** start Input for this task **

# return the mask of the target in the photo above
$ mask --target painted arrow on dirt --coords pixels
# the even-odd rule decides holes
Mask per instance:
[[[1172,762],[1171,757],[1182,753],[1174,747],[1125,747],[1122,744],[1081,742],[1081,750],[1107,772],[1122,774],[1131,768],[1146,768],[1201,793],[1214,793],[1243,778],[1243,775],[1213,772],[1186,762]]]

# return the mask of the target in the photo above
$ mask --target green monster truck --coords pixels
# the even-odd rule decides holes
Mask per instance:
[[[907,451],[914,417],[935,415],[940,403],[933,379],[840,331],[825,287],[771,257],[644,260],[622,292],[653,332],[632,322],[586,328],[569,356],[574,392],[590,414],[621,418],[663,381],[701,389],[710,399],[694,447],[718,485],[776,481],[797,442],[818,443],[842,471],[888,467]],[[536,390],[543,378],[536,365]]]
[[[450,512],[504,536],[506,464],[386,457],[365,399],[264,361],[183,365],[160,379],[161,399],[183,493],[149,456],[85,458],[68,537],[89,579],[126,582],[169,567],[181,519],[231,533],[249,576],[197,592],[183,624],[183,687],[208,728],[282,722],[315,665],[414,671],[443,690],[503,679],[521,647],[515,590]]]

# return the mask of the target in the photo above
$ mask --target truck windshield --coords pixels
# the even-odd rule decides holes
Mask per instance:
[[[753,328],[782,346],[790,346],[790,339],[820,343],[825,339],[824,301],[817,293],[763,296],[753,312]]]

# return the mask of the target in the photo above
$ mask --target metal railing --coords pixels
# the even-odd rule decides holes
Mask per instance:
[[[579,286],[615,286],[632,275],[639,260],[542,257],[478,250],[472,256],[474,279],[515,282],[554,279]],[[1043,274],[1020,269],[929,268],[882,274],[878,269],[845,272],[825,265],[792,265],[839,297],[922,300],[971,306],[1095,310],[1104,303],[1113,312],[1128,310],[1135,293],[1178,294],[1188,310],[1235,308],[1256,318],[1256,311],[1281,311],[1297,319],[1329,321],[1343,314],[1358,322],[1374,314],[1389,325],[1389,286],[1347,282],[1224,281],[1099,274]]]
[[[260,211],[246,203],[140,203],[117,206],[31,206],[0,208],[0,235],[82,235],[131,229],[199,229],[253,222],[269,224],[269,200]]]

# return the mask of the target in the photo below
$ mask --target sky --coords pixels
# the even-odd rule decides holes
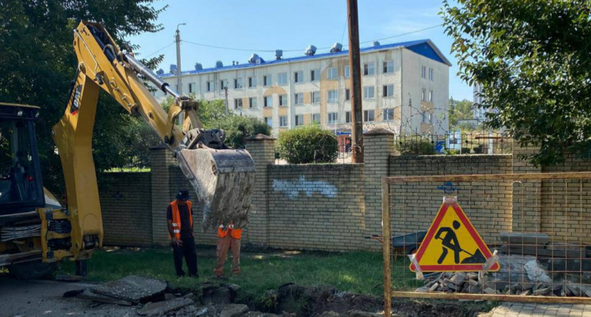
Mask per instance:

** end Input for this task **

__What to work on__. Copy out every entry above word for word, leaving out the pictures.

__Exercise result__.
# return the mask of the target in the photo above
$ mask --target painted arrow on dirt --coords pixels
# the even-odd rule decides holes
Mask per instance:
[[[1172,762],[1171,757],[1182,753],[1174,747],[1125,747],[1122,744],[1081,742],[1081,750],[1107,772],[1122,774],[1131,768],[1146,768],[1201,793],[1214,793],[1243,778],[1243,775],[1213,772],[1186,762]]]

# return the mask of the target in the photo above
$ mask --target green monster truck --coords pixels
# the even-odd rule decides holes
Mask per instance:
[[[907,451],[914,417],[935,415],[940,403],[933,379],[840,331],[825,287],[771,257],[644,260],[622,292],[653,332],[632,322],[586,328],[569,356],[574,392],[590,414],[621,418],[663,381],[701,389],[710,399],[694,447],[718,485],[776,481],[797,442],[818,443],[842,471],[888,467]],[[536,390],[543,378],[536,365]]]
[[[450,512],[504,536],[506,464],[386,457],[365,399],[264,361],[183,365],[160,379],[161,399],[183,493],[149,456],[85,458],[68,537],[89,579],[126,582],[169,567],[181,519],[231,533],[249,576],[197,592],[183,624],[183,687],[208,728],[282,722],[315,665],[414,671],[443,690],[503,679],[521,647],[515,590]]]

# return the mask of the target in the photo above
$ mask --target truck windshield --coords pixels
# the even-odd rule decides holes
Mask per instance:
[[[753,328],[782,346],[790,346],[790,339],[820,343],[825,339],[824,301],[817,293],[763,296],[753,312]]]

# return the mask of the target in the photo above
$ mask --target metal railing --coords pixels
# the even-odd rule decides holes
Mask per instance:
[[[579,286],[615,286],[632,275],[639,260],[542,257],[478,250],[472,256],[474,279],[515,282],[554,279]],[[1043,274],[1020,269],[929,268],[882,274],[878,269],[845,272],[825,265],[792,265],[839,297],[922,300],[971,306],[1095,310],[1104,303],[1113,312],[1128,310],[1135,293],[1178,294],[1188,310],[1235,308],[1256,318],[1256,311],[1281,311],[1297,319],[1329,321],[1343,314],[1358,322],[1374,314],[1389,325],[1389,286],[1347,282],[1224,281],[1099,274]]]
[[[260,211],[246,203],[140,203],[117,206],[31,206],[0,208],[0,235],[82,235],[131,229],[199,229],[253,222],[269,224],[269,200]]]

# return the mask of the target in the photo below
$ mask --target sky --coords pixels
# the even-odd rule decides holes
Mask per instance:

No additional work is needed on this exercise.